┌─ VORLIEGENDER TEXT

UFS RV/0470-W/09

UFSRV/0470-W/094.3.2009

Es liegt ein nicht sanierbarer Mangel des Aufhebungsbescheides vor, wenn dessen Begründung lediglich aus der Zitierung des § 299 Abs. 1 BAO besteht.

 

Entscheidungstext

Der Unabhängige Finanzsenat hat über die Berufungen des X, vom 18. August 2008 gegen die Bescheide des Finanzamtes Z vom 23. Juli 2008 betreffend Aufhebung des Einkommensteuerbescheides (Arbeitnehmerveranlagung) 2007 gemäß § 299 BAO und Einkommensteuerbescheid (Arbeitnehmerveranlagung) 2007 entschieden:

Der Berufung gegen den Aufehbungsbescheid gemäß § 299 BAO wird stattgegeben. Der angefochtene Aufhebungsbescheid wird ersatzlos aufgehoben.

Die Berufung gegen den Einkommensteuerbescheid 2007 wird als unzulässig geworden zurückgewiesen.

Entscheidungsgründe

Der Berufungswerber (Bw.) bezog im Streitjahr 2007 nichtselbständige Einkünfte. Im Rahmen seiner Erklärung zur Arbeitnehmerveranlagung für das Jahr 2007 beantragte der Bw. ihm den Alleinverdienerabsetzbetrag zu gewähren.

Der Einkommensteuerbescheid (Arbeitnehmerveranlagung) für das Jahr 2007 wurde am 14. April 2008 erlassen. Mit diesem Bescheid wurde dem Bw. der Alleinverdienerabsetzbetrag gewährt und es ergab sich eine Einkommensteuergutschrift von € 1.624,-.

└─
┌─ DATENAUSZÜGE

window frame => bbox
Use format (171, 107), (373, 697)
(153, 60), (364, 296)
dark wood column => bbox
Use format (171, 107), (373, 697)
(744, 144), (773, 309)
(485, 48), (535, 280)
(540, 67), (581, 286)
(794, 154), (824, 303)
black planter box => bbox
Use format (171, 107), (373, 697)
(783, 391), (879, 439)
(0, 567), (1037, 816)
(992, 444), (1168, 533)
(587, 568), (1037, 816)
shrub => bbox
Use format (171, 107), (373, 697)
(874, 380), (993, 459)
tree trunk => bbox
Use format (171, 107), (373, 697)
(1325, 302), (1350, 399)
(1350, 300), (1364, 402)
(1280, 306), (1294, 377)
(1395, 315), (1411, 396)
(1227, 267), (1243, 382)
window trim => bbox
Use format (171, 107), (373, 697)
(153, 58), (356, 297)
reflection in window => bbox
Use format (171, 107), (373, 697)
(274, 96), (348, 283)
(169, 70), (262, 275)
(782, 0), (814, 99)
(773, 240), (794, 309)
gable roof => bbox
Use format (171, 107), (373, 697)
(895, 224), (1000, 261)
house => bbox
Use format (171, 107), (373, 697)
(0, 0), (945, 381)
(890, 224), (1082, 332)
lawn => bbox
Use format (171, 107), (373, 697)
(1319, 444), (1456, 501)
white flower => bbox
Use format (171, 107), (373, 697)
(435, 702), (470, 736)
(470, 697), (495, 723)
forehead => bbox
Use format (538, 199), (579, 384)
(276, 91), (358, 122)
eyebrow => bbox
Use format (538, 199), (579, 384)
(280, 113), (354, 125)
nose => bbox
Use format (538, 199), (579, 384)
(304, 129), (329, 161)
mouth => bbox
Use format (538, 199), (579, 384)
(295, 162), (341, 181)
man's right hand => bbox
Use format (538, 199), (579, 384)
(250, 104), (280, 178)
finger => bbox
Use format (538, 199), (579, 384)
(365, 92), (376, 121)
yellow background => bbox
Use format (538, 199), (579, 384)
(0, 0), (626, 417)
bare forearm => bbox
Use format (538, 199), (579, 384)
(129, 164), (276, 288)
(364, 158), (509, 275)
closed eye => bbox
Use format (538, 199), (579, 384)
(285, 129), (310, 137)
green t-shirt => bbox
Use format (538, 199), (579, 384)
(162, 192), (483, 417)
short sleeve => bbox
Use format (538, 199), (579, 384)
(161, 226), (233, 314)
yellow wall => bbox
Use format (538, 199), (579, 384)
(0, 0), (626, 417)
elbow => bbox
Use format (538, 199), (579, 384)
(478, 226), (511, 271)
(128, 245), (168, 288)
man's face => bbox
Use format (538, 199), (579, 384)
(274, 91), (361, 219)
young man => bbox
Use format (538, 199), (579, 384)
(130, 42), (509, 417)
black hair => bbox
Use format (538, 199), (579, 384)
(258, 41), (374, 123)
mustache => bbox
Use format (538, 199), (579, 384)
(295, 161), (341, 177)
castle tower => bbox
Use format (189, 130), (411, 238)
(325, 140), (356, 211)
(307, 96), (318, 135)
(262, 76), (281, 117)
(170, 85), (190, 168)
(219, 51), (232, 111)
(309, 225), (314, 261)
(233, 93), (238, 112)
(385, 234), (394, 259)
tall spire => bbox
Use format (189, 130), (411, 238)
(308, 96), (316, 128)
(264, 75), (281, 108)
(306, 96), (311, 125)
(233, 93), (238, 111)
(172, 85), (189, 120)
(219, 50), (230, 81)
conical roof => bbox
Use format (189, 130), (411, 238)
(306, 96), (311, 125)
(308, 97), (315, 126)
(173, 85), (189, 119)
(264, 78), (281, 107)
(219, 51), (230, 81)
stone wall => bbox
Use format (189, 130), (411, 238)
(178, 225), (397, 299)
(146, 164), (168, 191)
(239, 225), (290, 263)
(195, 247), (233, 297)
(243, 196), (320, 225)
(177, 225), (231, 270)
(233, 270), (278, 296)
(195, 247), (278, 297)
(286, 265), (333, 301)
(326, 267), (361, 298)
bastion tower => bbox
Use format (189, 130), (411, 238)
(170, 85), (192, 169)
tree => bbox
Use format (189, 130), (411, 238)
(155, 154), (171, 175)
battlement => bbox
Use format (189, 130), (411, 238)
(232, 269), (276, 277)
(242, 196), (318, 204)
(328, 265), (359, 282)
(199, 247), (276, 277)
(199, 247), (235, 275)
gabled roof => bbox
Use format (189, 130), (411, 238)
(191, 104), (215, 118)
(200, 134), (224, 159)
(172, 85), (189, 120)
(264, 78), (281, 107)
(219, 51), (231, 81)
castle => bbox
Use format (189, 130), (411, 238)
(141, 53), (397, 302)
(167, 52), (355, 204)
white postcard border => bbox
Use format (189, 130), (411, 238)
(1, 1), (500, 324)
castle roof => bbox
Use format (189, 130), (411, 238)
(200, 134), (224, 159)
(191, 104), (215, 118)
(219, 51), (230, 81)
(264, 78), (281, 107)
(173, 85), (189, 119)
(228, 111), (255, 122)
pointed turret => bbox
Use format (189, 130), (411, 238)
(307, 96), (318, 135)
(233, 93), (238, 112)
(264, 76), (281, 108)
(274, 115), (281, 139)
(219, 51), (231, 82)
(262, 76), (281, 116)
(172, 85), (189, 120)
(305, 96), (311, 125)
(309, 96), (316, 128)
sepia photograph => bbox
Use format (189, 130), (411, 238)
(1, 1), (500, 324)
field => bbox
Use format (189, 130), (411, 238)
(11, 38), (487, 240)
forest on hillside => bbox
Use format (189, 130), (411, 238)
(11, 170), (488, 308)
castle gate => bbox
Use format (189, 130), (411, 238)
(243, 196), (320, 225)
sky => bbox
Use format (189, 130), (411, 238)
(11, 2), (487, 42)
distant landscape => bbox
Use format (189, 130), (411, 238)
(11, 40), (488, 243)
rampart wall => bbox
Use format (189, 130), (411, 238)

└─

AUFGABEN →
(1) An welchem Datum wurde laut Entscheidungstext der Einkommensteuerbescheid (Arbeitnehmerveranlagung) für das Jahr 2007 erlassen?
(2) Prüfen Sie, ob die folgenden Aussagen mit dem Entscheidungstext übereinstimmen. Antworten Sie jeweils mit Ja oder Nein und zitieren Sie die entscheidenden Worte wörtlich.
(a) Der angefochtene Aufhebungsbescheid wurde ohne Ersatz aufgehoben.
(b) Der Berufungswerber bezog im Jahr 2007 selbständige Einkünfte.
(c) Die Berufung gegen den Einkommensteuerbescheid 2007 wurde als unbegründet abgewiesen.
Die Einträge spielen hierfür keine Rolle.

LÖSUNGEN →
(1) Am 14. April 2008.

(2)
(a) Ja: „Der angefochtene Aufhebungsbescheid wird ersatzlos aufgehoben.“
(b) Nein: „bezog im Streitjahr 2007 nichtselbständige Einkünfte“
(c) Nein: „wird als unzulässig geworden zurückgewiesen“